WORK INSTRUCTIONS
Word for word, write out all of the entries that follow.

[Dataset entries]
================

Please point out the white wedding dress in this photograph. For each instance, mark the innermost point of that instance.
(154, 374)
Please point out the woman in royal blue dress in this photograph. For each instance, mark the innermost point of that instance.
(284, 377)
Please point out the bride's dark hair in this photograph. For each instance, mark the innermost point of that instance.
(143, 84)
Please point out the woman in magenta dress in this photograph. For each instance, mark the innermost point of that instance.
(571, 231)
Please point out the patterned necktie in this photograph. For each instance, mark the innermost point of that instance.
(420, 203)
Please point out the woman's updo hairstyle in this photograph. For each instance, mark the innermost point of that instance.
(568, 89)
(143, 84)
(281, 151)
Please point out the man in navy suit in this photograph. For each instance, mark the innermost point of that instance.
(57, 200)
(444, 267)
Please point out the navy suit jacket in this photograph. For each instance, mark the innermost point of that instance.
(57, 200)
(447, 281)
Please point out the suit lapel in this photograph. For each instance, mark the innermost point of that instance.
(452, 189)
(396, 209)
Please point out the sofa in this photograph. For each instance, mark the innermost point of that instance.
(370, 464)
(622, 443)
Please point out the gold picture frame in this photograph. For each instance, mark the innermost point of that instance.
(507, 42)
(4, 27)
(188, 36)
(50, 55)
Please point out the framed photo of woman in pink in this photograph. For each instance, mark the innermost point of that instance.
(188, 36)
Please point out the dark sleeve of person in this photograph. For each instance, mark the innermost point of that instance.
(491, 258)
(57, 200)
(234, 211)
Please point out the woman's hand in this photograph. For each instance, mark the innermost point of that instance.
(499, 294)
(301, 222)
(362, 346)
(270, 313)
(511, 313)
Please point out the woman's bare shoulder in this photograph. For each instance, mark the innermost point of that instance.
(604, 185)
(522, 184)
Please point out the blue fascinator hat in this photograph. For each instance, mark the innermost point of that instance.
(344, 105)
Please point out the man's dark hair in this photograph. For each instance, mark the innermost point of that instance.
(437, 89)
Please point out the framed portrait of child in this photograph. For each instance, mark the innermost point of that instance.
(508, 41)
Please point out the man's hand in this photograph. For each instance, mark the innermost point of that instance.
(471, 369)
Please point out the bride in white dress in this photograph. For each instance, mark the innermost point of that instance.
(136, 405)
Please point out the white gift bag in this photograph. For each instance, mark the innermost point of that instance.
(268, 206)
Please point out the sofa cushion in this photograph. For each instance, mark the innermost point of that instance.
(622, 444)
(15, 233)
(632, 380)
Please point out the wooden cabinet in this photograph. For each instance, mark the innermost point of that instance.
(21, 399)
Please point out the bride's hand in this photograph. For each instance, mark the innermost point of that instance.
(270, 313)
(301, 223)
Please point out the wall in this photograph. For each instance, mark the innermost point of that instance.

================

YOUR RESPONSE
Please point out the white wedding dress in this photograph. For each instance, mark the innermost point of that instance.
(154, 374)
Please point out the woman in royal blue dress in this photograph. For each instance, mark the innermost point of that instance.
(284, 377)
Please point out the bride's dark hair in this photograph. For each instance, mark the innermost point of that instance.
(143, 84)
Please point out the woman in magenta dress in this photograph. For each instance, mark the innermost point of that instance.
(571, 231)
Please point out the patterned necktie in this photograph. For each instance, mark the innermost point of that instance.
(420, 203)
Please point out the woman's updo hairstyle in this photograph. For each instance, mark the innermost point of that instance.
(568, 89)
(143, 84)
(281, 151)
Please point out the man in navy suit in this photograph. For each instance, mark the innermost point of that instance.
(57, 200)
(444, 267)
Please point out the navy suit jacket in this photograph. For each instance, mark the innermost point of that instance.
(57, 200)
(447, 281)
Please point out the suit lapel in this photograph. For each instance, mark the innermost point of that instance.
(452, 189)
(396, 209)
Please point out the sofa in this photograph. For each instance, mark the innermost point of that instance.
(370, 464)
(622, 443)
Please point out the gold picture frame in this photograph. For each instance, mark the innermost point of that instance.
(507, 42)
(4, 27)
(188, 36)
(50, 55)
Please point out the framed photo of woman in pink in this photograph. For each instance, mark the innermost point of that instance.
(188, 36)
Please point out the dark sleeve of person in this photograph. For each instance, mark the innermost point of that instance.
(491, 258)
(57, 200)
(234, 211)
Please point out the woman's hand in this photograph. For each instance, mark the innermost point of that instance.
(499, 294)
(301, 222)
(362, 346)
(270, 313)
(511, 313)
Please point out the woman's bare shoulder in this photograph. For each instance, mark the innermost point of that instance.
(604, 185)
(522, 184)
Please point out the blue fascinator hat in this photograph. For each instance, mark the innermost point of that instance.
(344, 105)
Please point out the man's dark hair in this photograph. For each instance, mark the innermost point of that instance.
(437, 89)
Please point out the framed portrait of child in this photograph. For each instance, mark the innermost point of that instance.
(508, 41)
Please point out the man's hand in this photograph. For each instance, mark the innermost point of that instance.
(471, 369)
Please point out the bride in white dress in this photograph. For each instance, mark the innermost point of that instance.
(136, 405)
Please point out the white gift bag in this photograph. For each instance, mark the innermost point of that instance.
(268, 206)
Please point out the sofa cushion in this photograph. For each instance, mark the innermost point of that instance.
(622, 444)
(15, 233)
(632, 380)
Please point out the wooden cabinet in this photograph. For each instance, mark the innermost point of that instance.
(21, 399)
Please point out the bride's hand in this photograph. For each instance, mark the innermost point of that instance.
(270, 313)
(301, 223)
Please point out the wall in this photograph. For each instance, mark the innermost point of that instance.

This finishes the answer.